▶ [EXTRAIT]:
::::

Mon âme pour 2min35 de bonheur
Jeudi 15 mai 2003
Que je les maudis de m’avoir à tout jamais privé de ces quelques plaisirs si simples ! Si seulement je pouvais négocier avec Satan quelques heures, quelques minutes de répit, de temps à autre. Ô, pas tous les jours, ni même à heure fixe. Si seulement… Je ne vivrais plus que dans l’attente de ces bonheurs fébriles. Un court instant, de ci de là, histoire de recharger mes batteries avant de replonger dans l’horreur.
Est-ce trop demander ?
Finies les soirées à rêvasser, la bouche ouverte et le cœur léger, sur les maigres instants savoureux de mes quotidiens ! Comment rêvasser lorsqu’on ne peut se soustraire à ses bruits intérieurs ?

::::

▶ [DONNÉES BRUTES]:
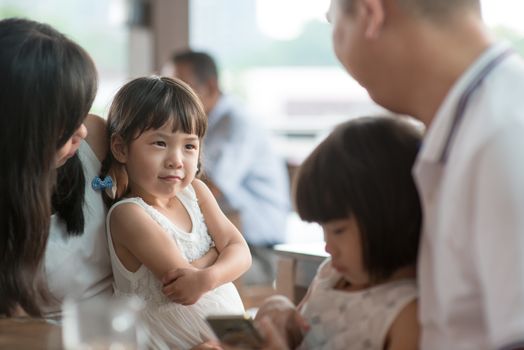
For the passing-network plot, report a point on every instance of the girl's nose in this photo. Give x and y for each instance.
(174, 159)
(80, 134)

::::

▶ [TÂCHE COURTE A]: Recopiez l'extrait à l'identique, de « Mon âme pour » à « replonger dans l’horreur. ».
▶ [TÂCHE COURTE B]:
Répondez à ces questions d'après l'extrait :
(i) Quelle date figure sous le titre ?
(ii) Avec qui l'extrait évoque-t-il l'idée de négocier quelques heures ou minutes de répit ?
(iii) À quoi servirait ce court instant de répit, selon l'extrait ?
▶ [TÂCHE COURTE C]: Reprenez l'extrait « Mon âme pour 2min35 de bonheur » à la suite de sa dernière phrase et poursuivez-le.
Les lignes forment un matériau distinct, sans rapport avec l'extrait.

▶ [RÉSULTAT DE L'EXERCICE A]:
Mon âme pour 2min35 de bonheur
Jeudi 15 mai 2003
Que je les maudis de m’avoir à tout jamais privé de ces quelques plaisirs si simples ! Si seulement je pouvais négocier avec Satan quelques heures, quelques minutes de répit, de temps à autre. Ô, pas tous les jours, ni même à heure fixe. Si seulement… Je ne vivrais plus que dans l’attente de ces bonheurs fébriles. Un court instant, de ci de là, histoire de recharger mes batteries avant de replonger dans l’horreur.

▶ [RÉSULTAT DE L'EXERCICE B]:
(i) Jeudi 15 mai 2003.
(ii) Avec Satan.
(iii) À recharger ses batteries avant de replonger dans l'horreur.

▶ [RÉSULTAT DE L'EXERCICE C]:
Finies les grasses matinées ! Comment prendre du plaisir à traîner au lit lorsqu’un violent sifflement vous vrille l’intérieur du crâne sans relâche, et que le seul espoir d’y échapper un tant soit peu reste encore de s’immerger dans le chaos du monde extérieur ?
C’est sans doute la raison pour laquelle je me lève bien tôt ce matin là. Comme si rien ne s’était passé et que tout était normal. Et de fait, tout est normal : France Info informe ses auditeurs que la grève, bien loin de se tarir, vient de se durcir un peu plus. Qu’importe : la ligne 10 fonctionne, si l’on en croit les prévisions de trafic.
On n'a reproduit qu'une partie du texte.